* TASK STATEMENT *
Take the data below and filter it for lines containing the word "flag"; show each line found.

* Referring expression data *
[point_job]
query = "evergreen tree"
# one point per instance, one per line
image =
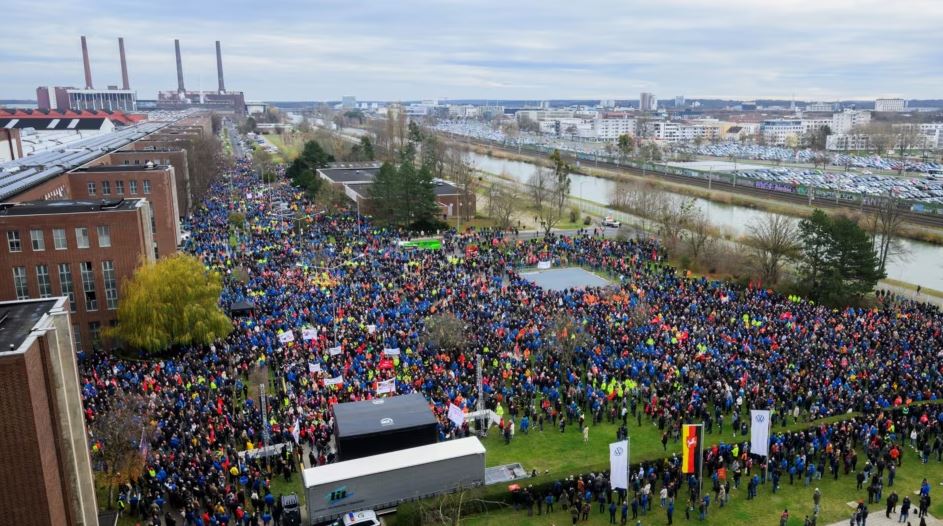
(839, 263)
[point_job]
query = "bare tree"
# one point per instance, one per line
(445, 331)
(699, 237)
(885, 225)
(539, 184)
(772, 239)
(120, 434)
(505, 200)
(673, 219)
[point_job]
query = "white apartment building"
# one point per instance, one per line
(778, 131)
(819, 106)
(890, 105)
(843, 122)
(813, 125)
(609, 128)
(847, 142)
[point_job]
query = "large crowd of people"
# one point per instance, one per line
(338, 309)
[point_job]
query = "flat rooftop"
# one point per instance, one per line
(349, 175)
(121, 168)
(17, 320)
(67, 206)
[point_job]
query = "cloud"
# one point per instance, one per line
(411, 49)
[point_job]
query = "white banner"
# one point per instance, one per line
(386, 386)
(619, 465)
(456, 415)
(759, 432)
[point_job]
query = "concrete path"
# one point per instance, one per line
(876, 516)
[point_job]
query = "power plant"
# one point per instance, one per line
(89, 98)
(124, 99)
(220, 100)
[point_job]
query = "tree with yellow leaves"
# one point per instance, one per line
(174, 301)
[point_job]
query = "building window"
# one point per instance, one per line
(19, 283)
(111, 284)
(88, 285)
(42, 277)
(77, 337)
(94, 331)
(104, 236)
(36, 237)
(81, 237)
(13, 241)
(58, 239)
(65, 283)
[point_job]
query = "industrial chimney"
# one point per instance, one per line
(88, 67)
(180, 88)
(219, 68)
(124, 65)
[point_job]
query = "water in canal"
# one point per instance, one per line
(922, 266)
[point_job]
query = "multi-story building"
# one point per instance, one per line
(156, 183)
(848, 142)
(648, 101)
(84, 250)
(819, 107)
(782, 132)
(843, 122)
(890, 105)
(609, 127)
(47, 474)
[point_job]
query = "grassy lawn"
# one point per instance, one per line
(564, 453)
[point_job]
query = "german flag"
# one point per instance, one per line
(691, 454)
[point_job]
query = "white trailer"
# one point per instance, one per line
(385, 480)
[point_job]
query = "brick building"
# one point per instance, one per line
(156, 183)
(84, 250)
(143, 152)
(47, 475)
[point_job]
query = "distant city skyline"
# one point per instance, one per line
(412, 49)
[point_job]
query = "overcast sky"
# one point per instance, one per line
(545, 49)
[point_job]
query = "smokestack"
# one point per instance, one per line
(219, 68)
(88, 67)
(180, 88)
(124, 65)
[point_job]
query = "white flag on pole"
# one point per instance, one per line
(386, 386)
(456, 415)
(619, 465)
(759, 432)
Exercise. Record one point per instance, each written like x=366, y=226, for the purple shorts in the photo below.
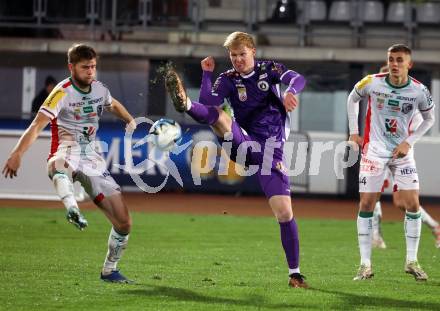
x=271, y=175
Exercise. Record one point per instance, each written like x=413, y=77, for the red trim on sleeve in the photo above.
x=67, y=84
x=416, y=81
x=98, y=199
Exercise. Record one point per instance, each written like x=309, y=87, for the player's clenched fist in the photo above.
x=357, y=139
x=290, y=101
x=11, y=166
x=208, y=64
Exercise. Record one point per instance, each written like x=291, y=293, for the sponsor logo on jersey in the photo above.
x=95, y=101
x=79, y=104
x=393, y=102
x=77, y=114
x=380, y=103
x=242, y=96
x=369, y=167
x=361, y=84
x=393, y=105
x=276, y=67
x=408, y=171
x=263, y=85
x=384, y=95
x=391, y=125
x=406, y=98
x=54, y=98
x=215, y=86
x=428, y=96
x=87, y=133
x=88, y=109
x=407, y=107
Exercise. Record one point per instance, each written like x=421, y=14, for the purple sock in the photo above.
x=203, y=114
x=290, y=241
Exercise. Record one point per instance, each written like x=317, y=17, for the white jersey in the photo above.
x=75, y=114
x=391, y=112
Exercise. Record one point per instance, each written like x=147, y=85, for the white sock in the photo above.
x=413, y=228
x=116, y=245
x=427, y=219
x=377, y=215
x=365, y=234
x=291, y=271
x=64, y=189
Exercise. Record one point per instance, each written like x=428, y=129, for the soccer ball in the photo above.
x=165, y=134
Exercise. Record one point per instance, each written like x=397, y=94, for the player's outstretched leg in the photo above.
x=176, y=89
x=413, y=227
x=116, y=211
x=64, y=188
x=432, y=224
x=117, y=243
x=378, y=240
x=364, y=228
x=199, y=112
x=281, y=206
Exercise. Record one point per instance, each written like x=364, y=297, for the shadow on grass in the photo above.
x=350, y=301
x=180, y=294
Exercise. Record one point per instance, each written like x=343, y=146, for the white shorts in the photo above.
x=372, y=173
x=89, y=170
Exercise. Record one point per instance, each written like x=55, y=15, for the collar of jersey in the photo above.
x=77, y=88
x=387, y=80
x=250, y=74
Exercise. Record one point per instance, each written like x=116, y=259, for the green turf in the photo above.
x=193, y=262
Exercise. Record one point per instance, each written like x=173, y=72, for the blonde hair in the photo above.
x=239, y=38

--

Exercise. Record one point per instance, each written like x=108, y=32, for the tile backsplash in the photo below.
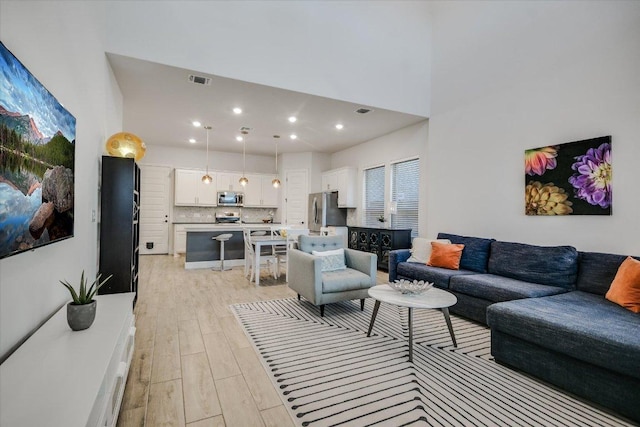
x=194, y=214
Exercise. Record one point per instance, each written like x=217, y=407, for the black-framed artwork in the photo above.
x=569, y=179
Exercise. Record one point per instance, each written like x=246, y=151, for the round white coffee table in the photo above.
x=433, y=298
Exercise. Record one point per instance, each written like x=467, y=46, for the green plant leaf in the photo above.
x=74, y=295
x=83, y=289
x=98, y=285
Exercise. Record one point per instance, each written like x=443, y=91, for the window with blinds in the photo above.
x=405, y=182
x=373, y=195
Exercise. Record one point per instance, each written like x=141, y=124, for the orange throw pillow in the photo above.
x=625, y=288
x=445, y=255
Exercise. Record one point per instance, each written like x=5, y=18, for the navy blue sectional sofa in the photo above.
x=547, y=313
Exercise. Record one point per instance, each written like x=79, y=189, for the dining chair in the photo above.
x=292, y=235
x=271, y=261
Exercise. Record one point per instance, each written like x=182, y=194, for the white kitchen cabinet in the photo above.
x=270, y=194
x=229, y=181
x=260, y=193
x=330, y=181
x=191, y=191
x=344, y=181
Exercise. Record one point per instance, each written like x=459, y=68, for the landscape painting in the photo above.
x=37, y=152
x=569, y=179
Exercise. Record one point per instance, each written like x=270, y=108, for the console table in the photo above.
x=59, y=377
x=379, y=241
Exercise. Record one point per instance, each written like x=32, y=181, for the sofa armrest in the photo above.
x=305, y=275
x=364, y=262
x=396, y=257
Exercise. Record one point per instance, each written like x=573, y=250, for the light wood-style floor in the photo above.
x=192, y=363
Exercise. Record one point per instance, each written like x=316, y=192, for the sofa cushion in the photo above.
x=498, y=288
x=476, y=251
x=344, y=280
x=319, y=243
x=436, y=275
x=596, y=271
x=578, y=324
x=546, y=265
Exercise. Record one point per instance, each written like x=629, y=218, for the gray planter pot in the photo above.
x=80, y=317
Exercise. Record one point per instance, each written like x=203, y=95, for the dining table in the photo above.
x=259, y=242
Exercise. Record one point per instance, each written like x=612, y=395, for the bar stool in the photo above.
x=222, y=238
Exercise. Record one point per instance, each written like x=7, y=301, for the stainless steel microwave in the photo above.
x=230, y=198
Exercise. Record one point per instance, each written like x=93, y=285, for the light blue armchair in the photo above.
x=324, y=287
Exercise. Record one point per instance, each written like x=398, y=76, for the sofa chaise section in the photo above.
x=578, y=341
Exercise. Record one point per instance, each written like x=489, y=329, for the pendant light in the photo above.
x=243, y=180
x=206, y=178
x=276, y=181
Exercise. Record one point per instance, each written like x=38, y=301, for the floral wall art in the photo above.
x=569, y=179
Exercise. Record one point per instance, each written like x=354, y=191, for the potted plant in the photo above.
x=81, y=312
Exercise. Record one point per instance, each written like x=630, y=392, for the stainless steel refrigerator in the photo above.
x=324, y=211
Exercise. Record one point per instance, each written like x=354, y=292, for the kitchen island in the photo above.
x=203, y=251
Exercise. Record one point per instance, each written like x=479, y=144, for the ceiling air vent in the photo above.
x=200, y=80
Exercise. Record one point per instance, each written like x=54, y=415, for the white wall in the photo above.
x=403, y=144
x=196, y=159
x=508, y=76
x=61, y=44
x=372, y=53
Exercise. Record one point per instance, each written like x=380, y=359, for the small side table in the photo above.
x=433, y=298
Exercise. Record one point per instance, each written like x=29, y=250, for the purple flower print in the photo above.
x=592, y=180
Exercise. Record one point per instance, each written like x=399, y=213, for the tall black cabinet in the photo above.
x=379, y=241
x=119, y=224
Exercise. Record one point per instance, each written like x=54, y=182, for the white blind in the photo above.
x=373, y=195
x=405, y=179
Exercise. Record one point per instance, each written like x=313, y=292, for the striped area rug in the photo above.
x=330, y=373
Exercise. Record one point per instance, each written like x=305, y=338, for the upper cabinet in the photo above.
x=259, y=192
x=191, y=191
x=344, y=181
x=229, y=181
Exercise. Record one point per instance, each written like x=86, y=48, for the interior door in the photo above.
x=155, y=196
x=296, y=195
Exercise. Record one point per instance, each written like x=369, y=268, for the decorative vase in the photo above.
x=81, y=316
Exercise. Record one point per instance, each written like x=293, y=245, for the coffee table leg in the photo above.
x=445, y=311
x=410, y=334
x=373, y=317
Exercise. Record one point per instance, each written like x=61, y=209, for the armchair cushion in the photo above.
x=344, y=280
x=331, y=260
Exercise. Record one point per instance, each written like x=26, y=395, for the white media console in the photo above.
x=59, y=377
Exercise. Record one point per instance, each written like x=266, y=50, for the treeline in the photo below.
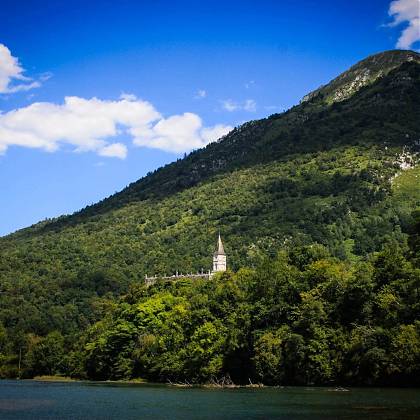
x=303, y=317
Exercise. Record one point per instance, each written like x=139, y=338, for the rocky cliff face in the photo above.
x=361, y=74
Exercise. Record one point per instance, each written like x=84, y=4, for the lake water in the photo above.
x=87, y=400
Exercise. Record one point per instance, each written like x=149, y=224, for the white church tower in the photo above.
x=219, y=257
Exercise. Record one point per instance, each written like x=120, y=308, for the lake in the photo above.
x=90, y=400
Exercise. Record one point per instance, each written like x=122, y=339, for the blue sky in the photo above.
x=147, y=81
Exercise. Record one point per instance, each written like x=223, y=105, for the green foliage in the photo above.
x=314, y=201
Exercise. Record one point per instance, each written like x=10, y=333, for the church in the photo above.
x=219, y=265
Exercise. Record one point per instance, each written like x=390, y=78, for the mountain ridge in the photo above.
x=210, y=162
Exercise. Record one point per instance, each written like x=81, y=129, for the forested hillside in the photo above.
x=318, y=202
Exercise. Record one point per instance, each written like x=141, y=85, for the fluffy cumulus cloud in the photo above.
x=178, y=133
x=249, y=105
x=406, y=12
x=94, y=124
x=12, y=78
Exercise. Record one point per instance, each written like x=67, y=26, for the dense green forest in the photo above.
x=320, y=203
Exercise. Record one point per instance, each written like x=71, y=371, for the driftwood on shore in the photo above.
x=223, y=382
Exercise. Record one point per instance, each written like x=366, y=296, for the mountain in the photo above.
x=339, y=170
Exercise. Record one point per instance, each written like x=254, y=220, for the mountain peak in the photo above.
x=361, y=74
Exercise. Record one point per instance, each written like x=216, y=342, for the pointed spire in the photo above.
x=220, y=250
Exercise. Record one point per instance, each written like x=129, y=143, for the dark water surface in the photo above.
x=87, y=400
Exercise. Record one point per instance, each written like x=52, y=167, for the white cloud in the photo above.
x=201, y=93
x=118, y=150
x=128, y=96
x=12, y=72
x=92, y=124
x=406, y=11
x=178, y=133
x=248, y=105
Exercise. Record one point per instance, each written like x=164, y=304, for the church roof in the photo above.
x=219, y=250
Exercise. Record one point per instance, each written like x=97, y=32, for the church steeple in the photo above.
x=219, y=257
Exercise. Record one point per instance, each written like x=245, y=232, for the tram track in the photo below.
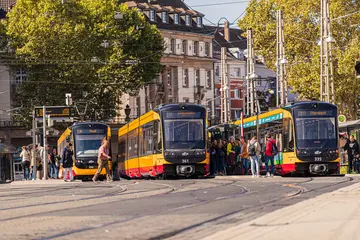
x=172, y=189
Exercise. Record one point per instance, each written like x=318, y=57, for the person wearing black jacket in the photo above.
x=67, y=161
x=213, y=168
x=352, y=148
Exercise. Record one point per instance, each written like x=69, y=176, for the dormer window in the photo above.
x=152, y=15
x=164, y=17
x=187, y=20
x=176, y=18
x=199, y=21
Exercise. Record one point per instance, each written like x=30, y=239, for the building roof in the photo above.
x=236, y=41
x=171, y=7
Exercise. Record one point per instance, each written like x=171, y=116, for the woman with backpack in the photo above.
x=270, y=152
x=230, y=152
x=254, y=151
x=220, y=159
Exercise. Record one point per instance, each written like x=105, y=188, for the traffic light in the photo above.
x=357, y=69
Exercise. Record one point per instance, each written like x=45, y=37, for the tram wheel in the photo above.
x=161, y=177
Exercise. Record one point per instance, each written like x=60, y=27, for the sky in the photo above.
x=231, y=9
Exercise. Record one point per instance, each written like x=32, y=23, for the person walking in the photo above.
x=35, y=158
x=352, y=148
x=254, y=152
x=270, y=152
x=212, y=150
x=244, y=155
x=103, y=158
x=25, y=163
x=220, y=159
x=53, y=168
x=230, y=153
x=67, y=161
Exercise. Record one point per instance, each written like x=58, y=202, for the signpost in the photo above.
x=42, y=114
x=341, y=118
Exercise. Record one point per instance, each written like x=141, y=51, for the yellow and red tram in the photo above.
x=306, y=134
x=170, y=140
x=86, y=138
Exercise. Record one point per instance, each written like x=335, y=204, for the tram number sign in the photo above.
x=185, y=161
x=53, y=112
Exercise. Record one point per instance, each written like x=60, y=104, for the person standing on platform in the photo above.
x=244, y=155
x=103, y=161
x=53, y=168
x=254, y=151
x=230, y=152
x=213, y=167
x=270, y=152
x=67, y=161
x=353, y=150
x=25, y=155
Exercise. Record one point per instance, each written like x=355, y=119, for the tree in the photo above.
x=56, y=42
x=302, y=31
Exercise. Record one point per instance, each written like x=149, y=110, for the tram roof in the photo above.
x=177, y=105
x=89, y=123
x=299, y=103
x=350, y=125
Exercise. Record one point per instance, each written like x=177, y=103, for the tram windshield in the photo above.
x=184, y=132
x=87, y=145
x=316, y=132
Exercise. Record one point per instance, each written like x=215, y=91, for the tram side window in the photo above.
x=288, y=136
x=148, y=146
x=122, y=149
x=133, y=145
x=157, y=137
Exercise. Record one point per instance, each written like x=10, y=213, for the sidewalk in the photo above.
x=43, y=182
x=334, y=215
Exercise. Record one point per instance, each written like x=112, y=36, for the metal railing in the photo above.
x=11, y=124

* * *

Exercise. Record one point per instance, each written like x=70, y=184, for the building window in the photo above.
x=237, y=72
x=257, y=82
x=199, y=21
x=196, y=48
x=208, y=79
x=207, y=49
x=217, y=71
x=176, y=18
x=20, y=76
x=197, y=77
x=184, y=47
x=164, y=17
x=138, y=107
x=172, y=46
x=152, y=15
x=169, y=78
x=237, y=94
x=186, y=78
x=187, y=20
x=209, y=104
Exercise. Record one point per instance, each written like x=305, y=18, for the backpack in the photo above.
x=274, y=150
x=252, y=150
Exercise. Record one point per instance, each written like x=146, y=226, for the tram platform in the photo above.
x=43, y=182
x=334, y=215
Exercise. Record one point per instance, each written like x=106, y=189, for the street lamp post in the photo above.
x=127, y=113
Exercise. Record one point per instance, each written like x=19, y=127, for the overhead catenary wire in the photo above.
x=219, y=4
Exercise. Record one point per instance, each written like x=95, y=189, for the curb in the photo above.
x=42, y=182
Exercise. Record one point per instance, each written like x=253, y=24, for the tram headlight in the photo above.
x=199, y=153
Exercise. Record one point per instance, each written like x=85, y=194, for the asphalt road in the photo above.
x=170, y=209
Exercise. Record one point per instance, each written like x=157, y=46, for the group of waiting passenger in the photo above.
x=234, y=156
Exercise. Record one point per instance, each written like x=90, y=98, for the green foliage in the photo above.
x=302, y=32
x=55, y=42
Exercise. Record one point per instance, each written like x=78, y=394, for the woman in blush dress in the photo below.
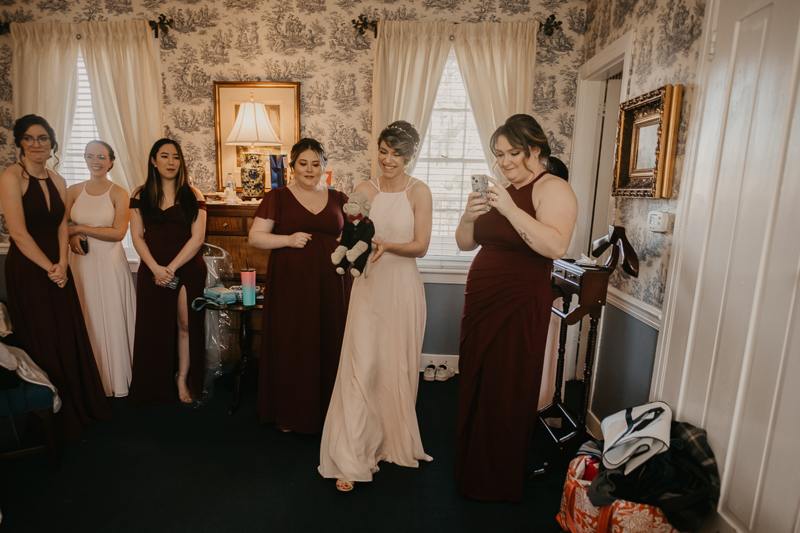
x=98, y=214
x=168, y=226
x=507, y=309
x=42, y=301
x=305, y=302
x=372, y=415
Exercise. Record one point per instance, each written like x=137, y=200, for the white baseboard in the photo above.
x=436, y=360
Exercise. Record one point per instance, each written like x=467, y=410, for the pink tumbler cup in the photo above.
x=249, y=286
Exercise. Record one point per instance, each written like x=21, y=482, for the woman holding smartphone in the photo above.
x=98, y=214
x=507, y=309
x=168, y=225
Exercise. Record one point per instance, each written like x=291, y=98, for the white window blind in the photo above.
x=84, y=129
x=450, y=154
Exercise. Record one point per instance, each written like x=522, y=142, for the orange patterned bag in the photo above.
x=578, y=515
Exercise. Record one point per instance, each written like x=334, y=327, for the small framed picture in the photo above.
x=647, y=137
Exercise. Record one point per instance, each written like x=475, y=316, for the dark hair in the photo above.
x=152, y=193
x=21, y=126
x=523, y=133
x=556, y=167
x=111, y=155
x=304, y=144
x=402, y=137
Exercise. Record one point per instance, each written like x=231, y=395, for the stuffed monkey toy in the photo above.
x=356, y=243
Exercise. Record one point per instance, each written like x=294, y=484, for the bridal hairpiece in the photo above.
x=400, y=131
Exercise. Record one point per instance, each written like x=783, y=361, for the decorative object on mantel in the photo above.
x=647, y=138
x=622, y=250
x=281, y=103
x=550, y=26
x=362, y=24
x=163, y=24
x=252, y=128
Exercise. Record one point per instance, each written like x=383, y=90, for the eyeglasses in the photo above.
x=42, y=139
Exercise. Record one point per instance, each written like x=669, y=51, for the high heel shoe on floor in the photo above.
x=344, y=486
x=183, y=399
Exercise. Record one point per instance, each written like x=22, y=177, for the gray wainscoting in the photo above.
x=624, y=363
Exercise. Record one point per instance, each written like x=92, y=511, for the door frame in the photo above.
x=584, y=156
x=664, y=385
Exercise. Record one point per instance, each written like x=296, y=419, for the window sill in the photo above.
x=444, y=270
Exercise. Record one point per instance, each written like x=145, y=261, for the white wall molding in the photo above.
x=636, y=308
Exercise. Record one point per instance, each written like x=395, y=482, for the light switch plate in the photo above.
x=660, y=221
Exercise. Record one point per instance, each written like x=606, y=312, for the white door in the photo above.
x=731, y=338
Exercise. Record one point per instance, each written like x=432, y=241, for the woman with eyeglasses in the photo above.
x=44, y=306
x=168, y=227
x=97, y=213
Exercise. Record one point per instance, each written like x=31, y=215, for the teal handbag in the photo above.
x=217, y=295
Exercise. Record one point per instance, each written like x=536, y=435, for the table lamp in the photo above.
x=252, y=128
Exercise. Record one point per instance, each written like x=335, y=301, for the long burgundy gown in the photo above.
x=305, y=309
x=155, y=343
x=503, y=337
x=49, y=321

* EXERCISE SOLUTION *
query = "german flag"
query = "white flag on pole"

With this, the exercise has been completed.